* EXERCISE TASK A: Collect every line of the records that contains the word "necklace".

* QUOTED TEXT:
Monday, November 14, 2016

Do Not Be Terrified Luke 21:5-19


I start preparing for worship on Sunday night. That means that I started reading this text last Sunday night. As I read the text, I was thinking about the world at that moment, as the elections were drawing near, of the high feelings, the polarized status, the inflammatory language that had become common place and somehow praise worthy. I wondered how Hilary Clinton was going to heal the rift that had grown between Democrat and Republican. Of course, those thoughts were all based on Sunday. They had nothing to do with Wednesday.

Among my friends, many were positive that Clinton was going to win. They too, were living in a Sunday/Monday world. How upset they were on Wednesday morning. Meeting with pastors on Wednesday morning I heard, “What are we going to preach on Sunday?” In the midst of their psychic pain and confusion, they had no idea. The stones of their sacred structures had tumbled. Their perspective of the world had shifted, and their sense of reality had been challenged.

So I asked if any of them had read the text for this week yet? Most of them had been so involved in the election that they had not taken time to do that. So I said something that I thought was a given. “I’m guessing that we are going to proclaim the Gospel.”

One of my friends said, “But it feels like the world has ended.”

I said, “Have you read the text?”

What an amazing thing that we have been given this text on this day in our lives. Here we are reminded that ends are not always ends. End does not mean that it is over. Ends are the places of new beginnings. There will be wars and insurrections. “Do not be terrified.” The temple will be destroyed. “Do not be terrified.” There will be famines and plagues in parts of the world. “Do not be terrified.” Our political system is changing. “Do not be terrified.”

When we are brought before kings and governors, or the judicial bodies of our world, when your life looks like it is in the dumpster, Luke, reporting Jesus’ words for us, says, “This will be an opportunity for bearing witness, giving testimony, proclaiming God’s justice for the world, of who it is that sustains and supports you in your life. Is it going to be Donald Trump and the American flag? Or, will it be God, revealed to us in the person of Jesus Christ and his promise of salvation? Is it going to be a political system that has always been broken? Or, is it going to be a life of striving for God’s justice in the world? This is the time for deciding.”

Yes, you may be betrayed by parents, brothers and sisters, relatives, and friends. You may be hated by the people around you. In extreme circumstances, you may die, but, in the midst of the turmoil of the day, we find that this is our time—our time as faithful people to stand up and declare who and whose we are.  This is our time to remember God’s commands and Jesus’ ministry of protecting and caring for the widow, the orphans, the strangers, and the poor.  This is our time as faithful people to go out into the world, as Jesus did, to lift up the social dead into new ways of living. This is our time to tell the world in which we live and the government that we have that this is where WE want to go.

* EXERCISE TASK B:
Answer these questions about the sermon above:
(i) On what night does the writer start preparing for worship?
(ii) What question did the writer hear while meeting with pastors on Wednesday morning?
(iii) Whom does the sermon name as the people that Jesus' ministry protected and cared for?

* MATERIAL PROVIDED:
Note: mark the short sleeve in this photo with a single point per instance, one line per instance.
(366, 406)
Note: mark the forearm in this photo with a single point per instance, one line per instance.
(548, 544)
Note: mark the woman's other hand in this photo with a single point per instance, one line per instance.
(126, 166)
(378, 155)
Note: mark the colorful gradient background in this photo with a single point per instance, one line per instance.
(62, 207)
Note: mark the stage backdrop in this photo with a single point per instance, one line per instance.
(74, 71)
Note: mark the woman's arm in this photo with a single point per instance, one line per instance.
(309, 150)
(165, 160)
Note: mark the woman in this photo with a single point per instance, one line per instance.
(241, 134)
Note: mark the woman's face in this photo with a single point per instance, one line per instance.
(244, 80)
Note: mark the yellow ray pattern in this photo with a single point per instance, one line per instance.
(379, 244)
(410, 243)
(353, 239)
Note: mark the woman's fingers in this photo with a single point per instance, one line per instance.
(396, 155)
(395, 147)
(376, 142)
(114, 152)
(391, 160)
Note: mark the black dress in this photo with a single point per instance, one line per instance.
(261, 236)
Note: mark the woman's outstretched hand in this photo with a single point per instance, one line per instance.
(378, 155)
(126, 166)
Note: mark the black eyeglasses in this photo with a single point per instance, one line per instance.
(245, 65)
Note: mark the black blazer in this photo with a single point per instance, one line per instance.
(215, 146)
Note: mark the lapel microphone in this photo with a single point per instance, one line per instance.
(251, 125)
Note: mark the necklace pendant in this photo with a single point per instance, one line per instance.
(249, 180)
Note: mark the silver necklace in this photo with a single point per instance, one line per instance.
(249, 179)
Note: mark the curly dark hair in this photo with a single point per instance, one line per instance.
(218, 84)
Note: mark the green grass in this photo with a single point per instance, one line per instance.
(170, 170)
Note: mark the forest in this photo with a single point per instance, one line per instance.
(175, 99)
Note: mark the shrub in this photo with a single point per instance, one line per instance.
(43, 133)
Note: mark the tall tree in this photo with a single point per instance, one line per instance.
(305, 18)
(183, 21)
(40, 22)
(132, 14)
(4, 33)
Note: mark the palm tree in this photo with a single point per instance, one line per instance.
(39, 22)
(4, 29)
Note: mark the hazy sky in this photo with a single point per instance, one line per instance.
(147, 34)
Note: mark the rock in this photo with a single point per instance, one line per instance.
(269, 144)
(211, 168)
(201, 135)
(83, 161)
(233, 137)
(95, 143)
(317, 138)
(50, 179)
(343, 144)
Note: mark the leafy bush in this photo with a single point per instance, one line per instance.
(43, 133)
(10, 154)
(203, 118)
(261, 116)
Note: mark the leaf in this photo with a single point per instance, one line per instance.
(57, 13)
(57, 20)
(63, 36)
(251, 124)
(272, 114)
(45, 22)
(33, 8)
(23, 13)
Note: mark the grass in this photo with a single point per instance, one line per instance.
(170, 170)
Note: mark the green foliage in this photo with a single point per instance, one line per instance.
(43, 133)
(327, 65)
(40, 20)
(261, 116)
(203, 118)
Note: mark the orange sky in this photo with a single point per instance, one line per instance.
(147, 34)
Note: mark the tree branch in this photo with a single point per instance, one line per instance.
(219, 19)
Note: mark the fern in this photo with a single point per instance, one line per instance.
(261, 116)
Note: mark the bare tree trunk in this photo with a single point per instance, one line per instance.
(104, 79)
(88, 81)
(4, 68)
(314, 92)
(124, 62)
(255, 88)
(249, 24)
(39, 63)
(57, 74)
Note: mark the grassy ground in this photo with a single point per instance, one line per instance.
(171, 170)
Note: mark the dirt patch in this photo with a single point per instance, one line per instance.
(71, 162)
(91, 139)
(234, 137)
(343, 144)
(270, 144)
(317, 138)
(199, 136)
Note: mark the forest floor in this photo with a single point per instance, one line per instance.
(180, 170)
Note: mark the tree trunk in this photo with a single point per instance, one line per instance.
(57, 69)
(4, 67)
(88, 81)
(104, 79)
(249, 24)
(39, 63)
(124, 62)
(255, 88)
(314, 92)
...
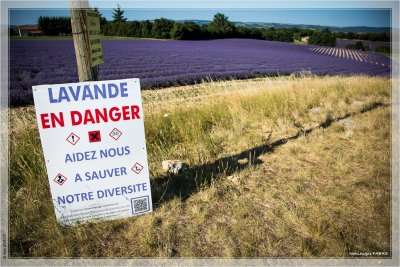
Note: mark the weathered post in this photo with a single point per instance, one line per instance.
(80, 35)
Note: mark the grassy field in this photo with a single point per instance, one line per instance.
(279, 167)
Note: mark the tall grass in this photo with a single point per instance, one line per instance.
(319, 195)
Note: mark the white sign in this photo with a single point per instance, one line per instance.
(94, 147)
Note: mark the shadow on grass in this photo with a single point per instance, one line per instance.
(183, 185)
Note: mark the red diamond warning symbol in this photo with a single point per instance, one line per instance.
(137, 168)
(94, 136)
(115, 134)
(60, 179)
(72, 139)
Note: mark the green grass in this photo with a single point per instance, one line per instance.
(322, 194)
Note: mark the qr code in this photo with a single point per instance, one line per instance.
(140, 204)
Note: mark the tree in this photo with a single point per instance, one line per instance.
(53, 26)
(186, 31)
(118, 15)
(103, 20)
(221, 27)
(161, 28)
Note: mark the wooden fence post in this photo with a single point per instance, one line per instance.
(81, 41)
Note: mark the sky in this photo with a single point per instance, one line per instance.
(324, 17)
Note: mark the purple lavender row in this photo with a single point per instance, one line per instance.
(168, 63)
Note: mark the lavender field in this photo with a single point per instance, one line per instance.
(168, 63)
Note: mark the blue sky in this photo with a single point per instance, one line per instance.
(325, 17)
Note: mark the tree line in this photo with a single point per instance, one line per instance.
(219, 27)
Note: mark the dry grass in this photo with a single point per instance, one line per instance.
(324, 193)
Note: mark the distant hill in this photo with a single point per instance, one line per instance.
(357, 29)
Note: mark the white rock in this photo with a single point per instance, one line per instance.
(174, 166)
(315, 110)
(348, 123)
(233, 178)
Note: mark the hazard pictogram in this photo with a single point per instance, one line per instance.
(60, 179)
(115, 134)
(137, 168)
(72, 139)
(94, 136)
--
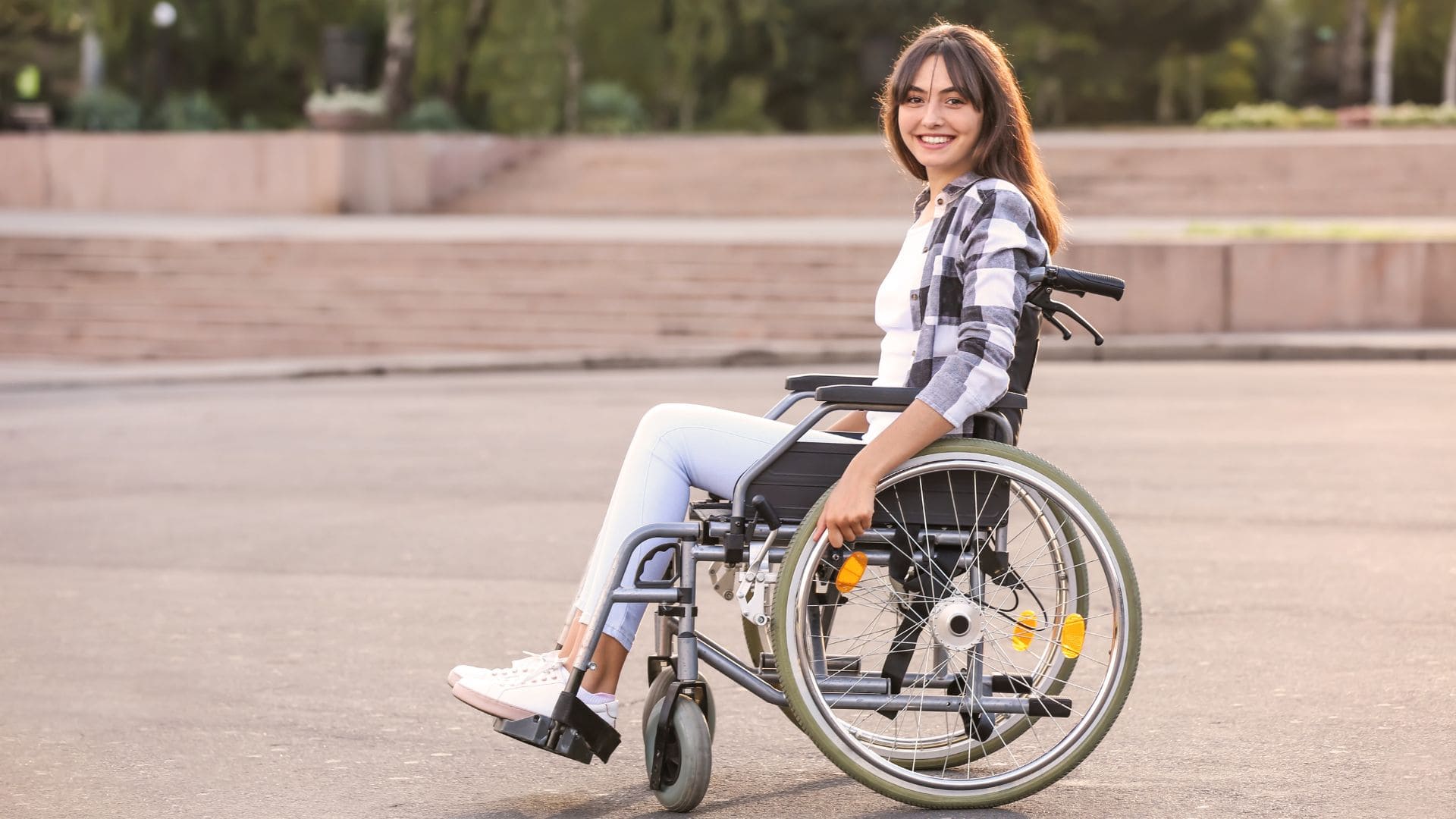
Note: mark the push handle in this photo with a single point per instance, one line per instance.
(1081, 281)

* CORRECT RESPONSE A:
Note: mark the necklace pendant in this photo with a single point per instance, one line per instance.
Note: mark the silver necklace in this photo with a single point per instance, one line per instance.

* CORRECT RESPONSE B:
(i) Sunday night.
(ii) "What are we going to preach on Sunday?"
(iii) The widow, the orphans, the strangers, and the poor.